__PAGE EXTRACT__
The motivation for writing this was to allow customers with sensitive content in their XSL-FO documents to be able to send us samples that were useful for testing and debugging.

This is actually the third iteration (that I know of) of an XML scrambler developed at Antenna House. It was written to solve two problems:

  1. Scrambling large documents. The other two scramblers both used a DOM parser so they needed to load the entire document into memory before they could operate on it. By contrast, my implementation uses Expat which is a stream parser. It only loads a small chunk of the document at a time.
  2. Security. Primarily I was trying to answer the question, "how can we be sure it's truly random"?

The security question is one that I had given some thought and discussed with my coworker, Alex, several times. How do we (or our customers) know it's really random? I was only able to find the source code for one of the two scramblers we were sending out to customers. And without being able to see the source, it would be difficult to determine if the output being produced was really random or merely encrypted with a reversible algorithm of some sort. Something as simple as rot-13 would appear random to the untrained eye, but is, in fact, trivial to reverse. We need a way for customers to verify beyond any doubt that the document was irrecoverably scrambled. This led me to the decision that instead of "scrambling" the data, what I should be doing is "masking" the data.

The way the current "scrambler" works is by replacing all uppercase latin characters with 'X', all lowercase latin characters with 'x', and all digits with '0'. All other characters are passed through unmolested. This allows anyone to, at a glance, verify that the document has been securely stripped of sensitive information while still producing a document that is (usually) suitable for our testing.

__LISTED ENTRIES__

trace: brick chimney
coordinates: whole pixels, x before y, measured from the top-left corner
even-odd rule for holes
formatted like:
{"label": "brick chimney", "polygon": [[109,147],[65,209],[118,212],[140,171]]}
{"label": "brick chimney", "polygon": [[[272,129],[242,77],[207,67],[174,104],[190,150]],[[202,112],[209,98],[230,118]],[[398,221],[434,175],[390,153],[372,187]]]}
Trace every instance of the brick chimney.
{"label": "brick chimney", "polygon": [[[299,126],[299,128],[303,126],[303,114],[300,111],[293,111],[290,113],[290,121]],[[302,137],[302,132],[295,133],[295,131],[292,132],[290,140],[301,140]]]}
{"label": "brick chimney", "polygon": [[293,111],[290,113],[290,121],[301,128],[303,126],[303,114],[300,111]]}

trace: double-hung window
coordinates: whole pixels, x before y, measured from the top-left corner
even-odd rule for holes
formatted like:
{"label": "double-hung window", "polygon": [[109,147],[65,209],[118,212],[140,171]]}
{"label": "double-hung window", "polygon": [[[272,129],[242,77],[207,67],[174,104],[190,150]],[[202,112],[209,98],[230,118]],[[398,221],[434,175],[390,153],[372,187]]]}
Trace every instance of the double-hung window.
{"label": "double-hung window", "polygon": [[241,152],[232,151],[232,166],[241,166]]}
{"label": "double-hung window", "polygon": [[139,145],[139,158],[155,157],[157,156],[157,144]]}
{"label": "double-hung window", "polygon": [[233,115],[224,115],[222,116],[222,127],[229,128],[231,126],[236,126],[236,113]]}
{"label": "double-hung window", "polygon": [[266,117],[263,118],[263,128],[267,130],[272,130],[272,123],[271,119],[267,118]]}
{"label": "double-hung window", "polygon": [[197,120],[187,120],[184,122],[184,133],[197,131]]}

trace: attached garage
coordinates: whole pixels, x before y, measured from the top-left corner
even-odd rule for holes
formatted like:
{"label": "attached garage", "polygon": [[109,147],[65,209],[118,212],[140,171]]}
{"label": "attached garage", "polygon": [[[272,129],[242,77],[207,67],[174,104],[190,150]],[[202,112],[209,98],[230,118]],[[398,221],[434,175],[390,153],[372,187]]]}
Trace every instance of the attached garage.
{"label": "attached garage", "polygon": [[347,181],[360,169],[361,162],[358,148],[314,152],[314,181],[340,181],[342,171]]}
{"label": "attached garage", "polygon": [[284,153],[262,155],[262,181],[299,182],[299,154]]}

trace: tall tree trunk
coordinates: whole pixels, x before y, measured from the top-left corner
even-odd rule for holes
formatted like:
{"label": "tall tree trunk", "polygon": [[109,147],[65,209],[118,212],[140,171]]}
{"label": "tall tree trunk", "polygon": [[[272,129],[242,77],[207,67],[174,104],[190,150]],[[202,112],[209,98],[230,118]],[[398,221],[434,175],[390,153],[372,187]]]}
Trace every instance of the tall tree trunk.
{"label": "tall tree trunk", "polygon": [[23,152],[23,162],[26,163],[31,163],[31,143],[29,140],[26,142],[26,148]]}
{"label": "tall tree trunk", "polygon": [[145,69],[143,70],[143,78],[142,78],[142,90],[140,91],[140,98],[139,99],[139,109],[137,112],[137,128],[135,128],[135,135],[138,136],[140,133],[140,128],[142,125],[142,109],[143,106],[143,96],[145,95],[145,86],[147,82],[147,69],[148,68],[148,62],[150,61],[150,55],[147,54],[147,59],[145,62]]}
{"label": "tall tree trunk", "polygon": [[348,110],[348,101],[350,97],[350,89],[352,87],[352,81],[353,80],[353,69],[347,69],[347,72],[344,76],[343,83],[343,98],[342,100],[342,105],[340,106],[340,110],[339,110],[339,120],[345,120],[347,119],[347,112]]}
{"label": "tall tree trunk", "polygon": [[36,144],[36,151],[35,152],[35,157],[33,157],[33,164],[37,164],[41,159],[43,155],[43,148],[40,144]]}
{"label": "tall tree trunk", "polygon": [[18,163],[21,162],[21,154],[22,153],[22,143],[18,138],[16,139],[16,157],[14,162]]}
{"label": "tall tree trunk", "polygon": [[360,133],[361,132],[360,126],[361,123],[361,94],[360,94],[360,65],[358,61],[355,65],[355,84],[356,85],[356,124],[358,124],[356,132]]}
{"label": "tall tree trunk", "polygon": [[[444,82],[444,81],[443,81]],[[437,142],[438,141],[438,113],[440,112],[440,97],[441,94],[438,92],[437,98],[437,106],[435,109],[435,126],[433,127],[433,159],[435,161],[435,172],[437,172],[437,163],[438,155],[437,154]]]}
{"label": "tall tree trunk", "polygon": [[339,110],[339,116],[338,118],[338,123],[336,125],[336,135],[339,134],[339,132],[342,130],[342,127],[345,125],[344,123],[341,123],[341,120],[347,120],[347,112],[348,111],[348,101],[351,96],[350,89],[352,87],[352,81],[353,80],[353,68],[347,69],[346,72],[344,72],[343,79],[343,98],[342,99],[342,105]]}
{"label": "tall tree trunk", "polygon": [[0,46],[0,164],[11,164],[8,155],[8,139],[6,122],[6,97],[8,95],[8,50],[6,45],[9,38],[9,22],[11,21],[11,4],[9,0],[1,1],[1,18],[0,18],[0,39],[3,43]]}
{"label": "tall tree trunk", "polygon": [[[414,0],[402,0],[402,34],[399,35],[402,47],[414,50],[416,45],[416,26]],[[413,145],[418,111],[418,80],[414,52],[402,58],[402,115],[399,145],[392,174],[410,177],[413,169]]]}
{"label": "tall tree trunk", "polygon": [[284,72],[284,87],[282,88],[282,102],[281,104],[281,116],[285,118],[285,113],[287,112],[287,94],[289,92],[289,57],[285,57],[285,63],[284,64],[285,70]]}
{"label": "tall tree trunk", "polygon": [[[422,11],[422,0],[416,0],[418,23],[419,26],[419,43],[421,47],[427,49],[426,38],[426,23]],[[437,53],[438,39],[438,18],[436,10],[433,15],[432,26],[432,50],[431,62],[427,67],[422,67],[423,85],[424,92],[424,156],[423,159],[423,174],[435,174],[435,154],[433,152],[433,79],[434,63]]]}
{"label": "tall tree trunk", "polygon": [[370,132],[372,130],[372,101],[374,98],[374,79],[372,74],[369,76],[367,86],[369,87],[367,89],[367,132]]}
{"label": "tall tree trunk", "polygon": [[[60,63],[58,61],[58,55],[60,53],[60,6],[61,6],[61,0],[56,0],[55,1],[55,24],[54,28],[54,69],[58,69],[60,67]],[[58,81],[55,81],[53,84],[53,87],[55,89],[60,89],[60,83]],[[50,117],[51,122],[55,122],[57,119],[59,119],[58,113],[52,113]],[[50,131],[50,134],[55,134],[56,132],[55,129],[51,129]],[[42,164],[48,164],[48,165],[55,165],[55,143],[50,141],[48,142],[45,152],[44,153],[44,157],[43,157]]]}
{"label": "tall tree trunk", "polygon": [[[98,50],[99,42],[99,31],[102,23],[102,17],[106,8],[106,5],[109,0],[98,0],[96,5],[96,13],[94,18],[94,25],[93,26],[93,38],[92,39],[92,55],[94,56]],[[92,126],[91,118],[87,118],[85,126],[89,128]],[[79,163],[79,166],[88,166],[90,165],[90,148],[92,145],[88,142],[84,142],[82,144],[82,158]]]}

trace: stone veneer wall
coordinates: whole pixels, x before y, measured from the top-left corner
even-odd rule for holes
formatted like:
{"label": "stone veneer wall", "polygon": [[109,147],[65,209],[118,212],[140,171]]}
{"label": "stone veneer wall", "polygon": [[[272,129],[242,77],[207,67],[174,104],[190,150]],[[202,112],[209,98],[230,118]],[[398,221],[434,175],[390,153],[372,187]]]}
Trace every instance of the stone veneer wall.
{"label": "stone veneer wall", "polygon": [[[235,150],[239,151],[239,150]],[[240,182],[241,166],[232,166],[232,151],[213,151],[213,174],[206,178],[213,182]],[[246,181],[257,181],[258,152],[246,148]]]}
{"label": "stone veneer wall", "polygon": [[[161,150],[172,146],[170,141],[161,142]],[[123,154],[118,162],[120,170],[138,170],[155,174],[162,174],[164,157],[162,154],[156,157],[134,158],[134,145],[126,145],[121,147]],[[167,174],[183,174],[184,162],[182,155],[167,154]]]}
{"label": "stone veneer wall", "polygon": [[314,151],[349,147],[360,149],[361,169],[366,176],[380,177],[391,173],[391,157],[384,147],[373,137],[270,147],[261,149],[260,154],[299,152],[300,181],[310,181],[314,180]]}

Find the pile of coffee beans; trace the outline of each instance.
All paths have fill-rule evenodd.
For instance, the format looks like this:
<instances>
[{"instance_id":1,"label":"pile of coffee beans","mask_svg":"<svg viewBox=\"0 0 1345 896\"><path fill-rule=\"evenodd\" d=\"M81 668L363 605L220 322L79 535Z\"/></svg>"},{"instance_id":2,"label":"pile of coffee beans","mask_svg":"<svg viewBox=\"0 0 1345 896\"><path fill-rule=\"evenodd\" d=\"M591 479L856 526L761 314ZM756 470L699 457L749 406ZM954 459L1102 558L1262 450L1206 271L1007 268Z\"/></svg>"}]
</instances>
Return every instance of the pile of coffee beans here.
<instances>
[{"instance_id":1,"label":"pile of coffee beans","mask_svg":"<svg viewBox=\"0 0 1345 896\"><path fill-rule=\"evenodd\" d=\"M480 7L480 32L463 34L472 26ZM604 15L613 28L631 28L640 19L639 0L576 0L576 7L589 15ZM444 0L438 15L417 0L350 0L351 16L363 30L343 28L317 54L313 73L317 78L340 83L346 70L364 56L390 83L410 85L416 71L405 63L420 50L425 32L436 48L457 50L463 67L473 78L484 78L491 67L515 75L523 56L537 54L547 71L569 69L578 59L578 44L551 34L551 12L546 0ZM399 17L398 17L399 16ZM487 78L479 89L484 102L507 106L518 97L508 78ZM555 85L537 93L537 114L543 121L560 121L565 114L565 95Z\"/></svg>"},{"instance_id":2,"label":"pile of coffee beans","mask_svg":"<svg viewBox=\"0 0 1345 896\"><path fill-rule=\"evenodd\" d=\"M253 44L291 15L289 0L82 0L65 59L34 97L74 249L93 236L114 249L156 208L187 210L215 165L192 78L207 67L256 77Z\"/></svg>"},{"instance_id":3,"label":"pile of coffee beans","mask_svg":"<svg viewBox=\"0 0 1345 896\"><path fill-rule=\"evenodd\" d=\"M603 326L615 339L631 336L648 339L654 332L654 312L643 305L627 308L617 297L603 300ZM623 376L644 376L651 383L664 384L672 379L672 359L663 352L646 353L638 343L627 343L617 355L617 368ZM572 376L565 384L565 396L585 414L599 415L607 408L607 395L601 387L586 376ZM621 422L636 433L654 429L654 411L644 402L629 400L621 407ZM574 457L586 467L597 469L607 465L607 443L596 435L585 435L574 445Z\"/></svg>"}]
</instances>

__WHAT THE TASK ASKS__
Do these statements agree with the XML scrambler text? (a) The new scrambler loads the entire document into memory before working on it. (b) The current scrambler replaces every digit with '0'. (c) The author found the source code for both scramblers being sent to customers. Answer yes or no for each, and quote the deciding words.

__WORKED ANSWER__
(a) No: "It only loads a small chunk of the document at a time."
(b) Yes: "all digits with '0'"
(c) No: "I was only able to find the source code for one of the two scramblers we were sending out to customers."